Information:
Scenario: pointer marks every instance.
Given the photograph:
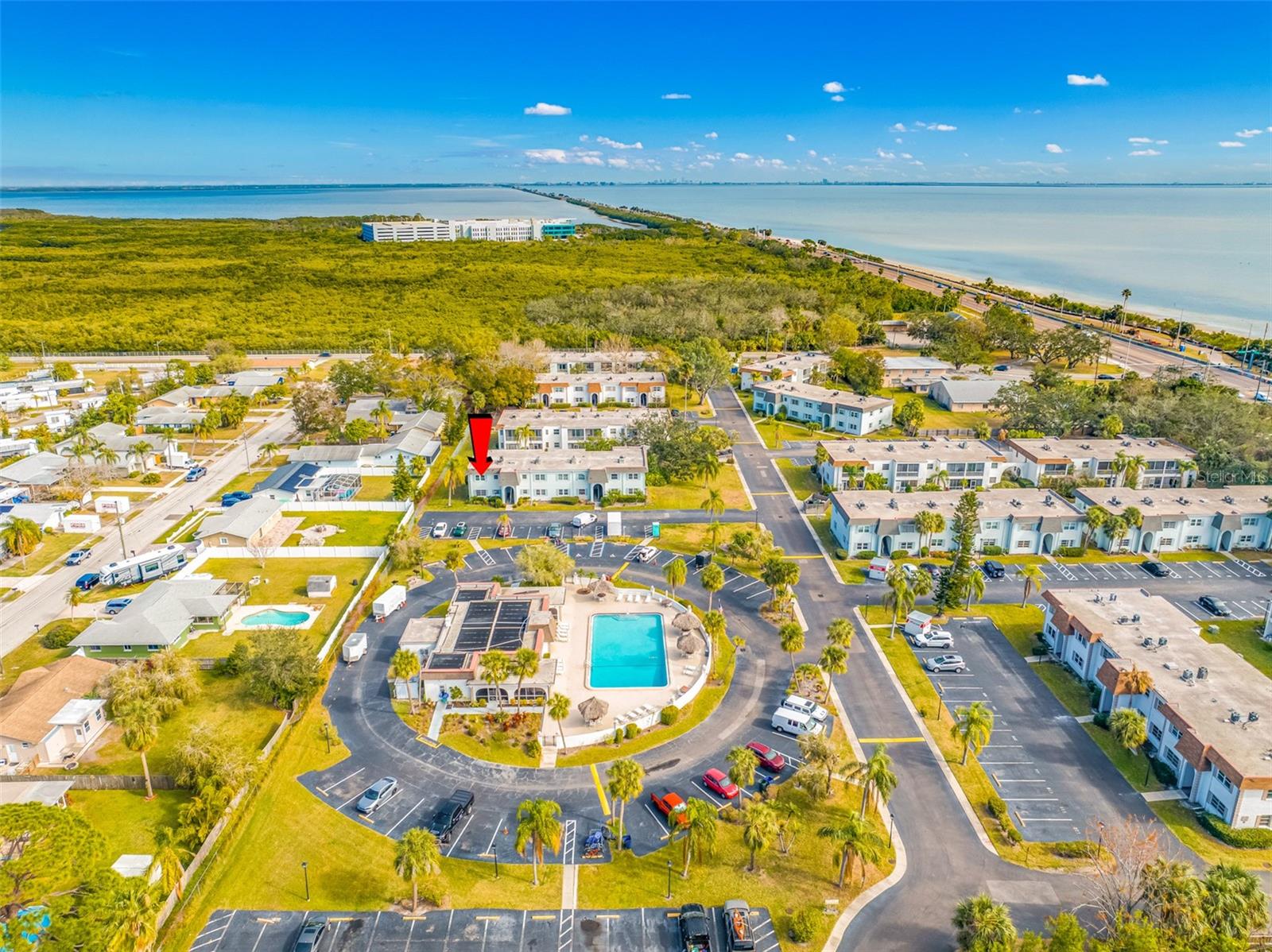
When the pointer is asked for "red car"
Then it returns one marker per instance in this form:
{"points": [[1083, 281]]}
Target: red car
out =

==

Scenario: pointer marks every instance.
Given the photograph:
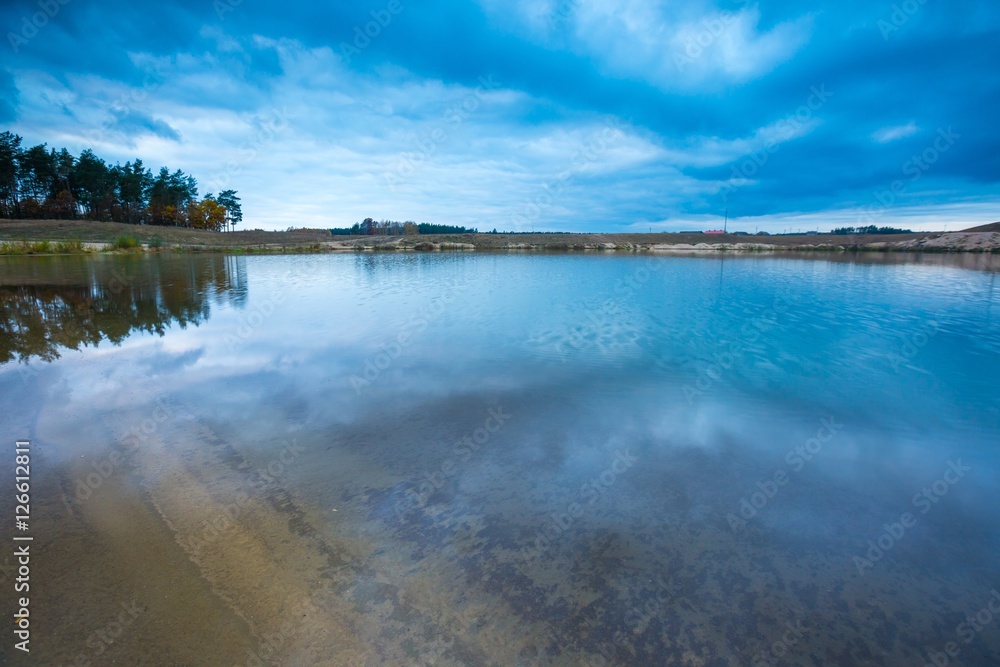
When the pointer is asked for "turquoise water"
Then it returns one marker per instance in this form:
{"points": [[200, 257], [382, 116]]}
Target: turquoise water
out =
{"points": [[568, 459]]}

Work item: Search the records for the word "Target". Copy every line that has it.

Answer section:
Target: red car
Target: turquoise water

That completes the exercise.